§ **DATA PROVIDED**:
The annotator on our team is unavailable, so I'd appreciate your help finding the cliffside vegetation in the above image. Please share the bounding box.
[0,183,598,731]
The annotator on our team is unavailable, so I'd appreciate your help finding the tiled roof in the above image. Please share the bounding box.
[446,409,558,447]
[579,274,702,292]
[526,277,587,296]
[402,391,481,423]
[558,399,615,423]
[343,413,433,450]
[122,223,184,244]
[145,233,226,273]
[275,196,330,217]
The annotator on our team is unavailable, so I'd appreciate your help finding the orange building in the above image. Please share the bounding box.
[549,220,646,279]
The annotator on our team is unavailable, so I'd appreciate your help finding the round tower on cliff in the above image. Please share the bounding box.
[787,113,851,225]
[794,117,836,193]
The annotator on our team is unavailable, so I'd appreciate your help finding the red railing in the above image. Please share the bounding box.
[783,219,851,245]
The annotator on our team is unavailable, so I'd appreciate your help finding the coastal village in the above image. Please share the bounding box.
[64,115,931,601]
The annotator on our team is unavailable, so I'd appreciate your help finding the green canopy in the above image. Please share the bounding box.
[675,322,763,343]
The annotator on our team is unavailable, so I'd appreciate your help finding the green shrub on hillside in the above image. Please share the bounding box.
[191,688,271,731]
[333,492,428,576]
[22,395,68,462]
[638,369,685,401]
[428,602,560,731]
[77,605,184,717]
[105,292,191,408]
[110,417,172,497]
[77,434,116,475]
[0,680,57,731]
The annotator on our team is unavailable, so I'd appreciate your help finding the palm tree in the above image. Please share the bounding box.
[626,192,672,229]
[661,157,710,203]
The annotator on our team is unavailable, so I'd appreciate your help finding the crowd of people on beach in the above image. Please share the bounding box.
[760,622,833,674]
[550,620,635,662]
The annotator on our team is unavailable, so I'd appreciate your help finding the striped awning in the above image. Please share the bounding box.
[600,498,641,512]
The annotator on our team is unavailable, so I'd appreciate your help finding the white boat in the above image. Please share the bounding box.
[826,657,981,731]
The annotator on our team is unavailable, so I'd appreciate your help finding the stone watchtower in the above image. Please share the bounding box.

§ **SHORT EXERCISE**:
Put each line of the records above into a numbered list, omitting any blank lines.

§ **SOLUTION FOR THIS EXERCISE**:
1. The annotator on our team is unavailable, so I'd appreciate your help finding the cliffside vegetation in the above image. Please share the bounding box.
2. [0,183,598,731]
3. The annotator on our team is unavailable, so I'd appreciate your help finding the tiled roof in the above image. Please share the bounding box.
4. [446,409,558,447]
5. [579,274,702,292]
6. [526,277,587,296]
7. [402,391,481,423]
8. [558,399,615,423]
9. [343,413,433,450]
10. [122,223,184,244]
11. [145,233,226,273]
12. [275,196,330,217]
13. The annotator on our team is unavailable, so I'd appreciate your help finding the orange building in the above image. Please share the bounding box.
14. [549,220,646,279]
15. The annotator on our team is unavailable, so I'd appreciate your help finding the round tower on cliff in the above image. Please share the bounding box.
16. [787,113,851,225]
17. [794,117,836,193]
18. The annotator on our team is unavailable, so I'd appreciate your help finding the red railing in the above image. Please share the bounding box.
19. [783,219,851,245]
20. The annotator on our team is unavailable, so I'd appreciate your help finding the coastal village in the above image. Please share the bounding box.
21. [64,115,931,601]
22. The annotator on our team is unavailable, so I'd appreciate your help finding the green canopy in the above image. Please share the bounding box.
23. [675,322,763,343]
24. The annotator on our team is unavailable, so I'd appreciate your help finding the green shrub on hillside in the above image. Please share the bounding box.
25. [191,688,271,731]
26. [333,492,428,576]
27. [22,395,68,462]
28. [638,369,685,401]
29. [428,602,560,731]
30. [77,605,184,717]
31. [105,292,191,408]
32. [110,417,172,497]
33. [77,434,116,475]
34. [0,680,57,731]
35. The annotator on our team is unavailable, so I'd appreciate your help finding the palm tree in the above image. Please share the bounding box.
36. [626,192,672,229]
37. [661,157,710,203]
38. The annotator on our team is unavailable, so I'd appreciate your help finding the crowd of people on beach in the above image. Please share the bounding box.
39. [760,622,833,674]
40. [550,620,635,662]
41. The annotator on our team is unavailable, so I'd appreciate your help finding the striped awning in the above image. Please share the bounding box.
42. [600,498,641,512]
43. The annotator on our team is unavailable, so I'd appreciate your help finding the white boat in the above image. Please share the bounding box.
44. [826,657,981,731]
45. The annotator on our team is unavailable, so I'd appreciate your help finding the stone watchtower in the above image. Please share the bounding box.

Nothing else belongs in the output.